• Exercise text

The question is whether to switch or not. This has been subject to a lot of bad analysis, and is a case where your instincts might easily lead you astray. Counter-intuitively, the correct answer is “switch.” Why?
The probability of getting the door right in the first phase is $1/3$. If you don't change, that's your winning percentage (as you gain no useful information from the revealed door, as there's always going to be a gag gift available for the host to show). But if you guessed wrong (which happens with probability $2/3$), the revealing of the other gag-gift door implicitly identifies the Grand Prize door. So switching wins with probability $2/3$. It's a big difference!
Recall:
Definition 15.2 Events $A$ and $B$ are independent if $\Pr(A \intersect B) = \Pr(A) \mult \Pr(B)$.
Exercise 15.3 Show that if $A$ and $B$ are events in a probability space $(\Omega,\Pr)$, and $\Pr(A \vert B) = \Pr(A)$, then $\Pr(B \vert A) = \Pr(B)$.
Independence can be a slippy notion, and people are often mislead in their instinctive judgments, c.f., “the odds of guessing right in the Monte Hall game are one-in-three, and just because Monte shows you a zonk is no reason to change.” Because it is. Think about it this way. Let $A$ be the event “Door $A$ is the winning door," and likewise $B$ and $C$:
\begin{align*} \Pr(B \vert \overline{A}) &= \Pr(B \vert \set{B,C})\\ &= 1/2;\\ \end{align*}but
\begin{align*} \Pr(B \vert \overline{A} \intersect \overline{C}) &= \Pr(B \vert \set{B,C} \intersect \set{A,B})\\ &= \Pr(B \vert \set{B}) \\ &= 1.\\ \end{align*}There is information in the door that Monte reveals!

• Source material

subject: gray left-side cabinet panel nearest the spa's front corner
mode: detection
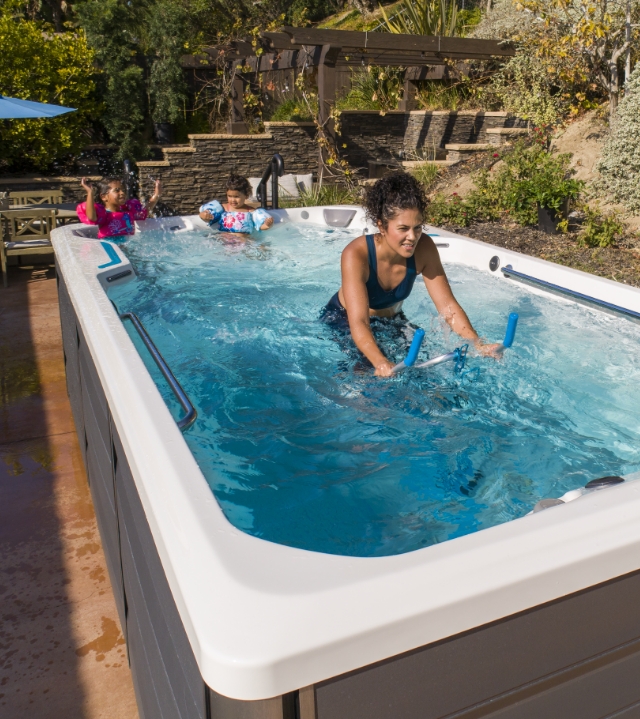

• Tasks and exercises
1) What distinct probability values does the door-switching passage state? List each value only once.
2) Can you extend the door-switching passage with the paragraph that would come after its last sentence?

• Solved tasks
1) 1/3, 2/3, 1/2, 1

2)
Definition 15.4 The events $A$ and $B$ are said to be positively correlated if $\Pr(A \intersect B) \gt \Pr(A) \mult Pr(B)$. They are negatively correlated if $\Pr(A \intersect B) \lt \Pr(A) \mult Pr(B)$.
Note that because negative correlation, independence, and positive correlation of events $A$ and $B$ is associated with whether $\Pr(A \intersect B)$ is less than, equal to, or greater than, respectively, $\Pr(A) \mult \Pr(B)$, that these are trichotomous properties too.
Example 15.5 Consider the roll of a standard 6-sided die, and the events $A = \text{“the roll is even”}$ and $B=\text{“the roll is prime”}$. We can re-express $A$ and $B$ in terms of elementary events, $1,2,\ldots,6$, which indicate that the corresponding number is rolled. Thus, $A = \set{2,4,6}$ and $B=\set{2,3,5}$, so $\Pr(A) = 3/6 = 1/2$, and $Pr(B) = 3/6 = 1/2$. Now,
\begin{align*} \Pr(A \intersect B) &= \Pr(\set{2}) \\ &= 1/6\\ &\lt 1/2 \mult 1/2\\ &= \Pr(A) \mult \Pr(B)\\ \end{align*}and so $A$ and $B$ are negatively correlated, i.e., if we know that $B$ occurred (the die roll was prime) it becomes less likely that $A$ occurred (the die roll was even), and conversely.
*Exercise 15.6 Let $(\Omega,\Pr)$ be a probability space where $\size{\Omega}$ is prime, and $\Pr$ is the uniform probability distribution on $\Omega$. Show that any two non-trivial events $A$ and $B$ cannot be independent, i.e., they must be either positively or negatively correlated.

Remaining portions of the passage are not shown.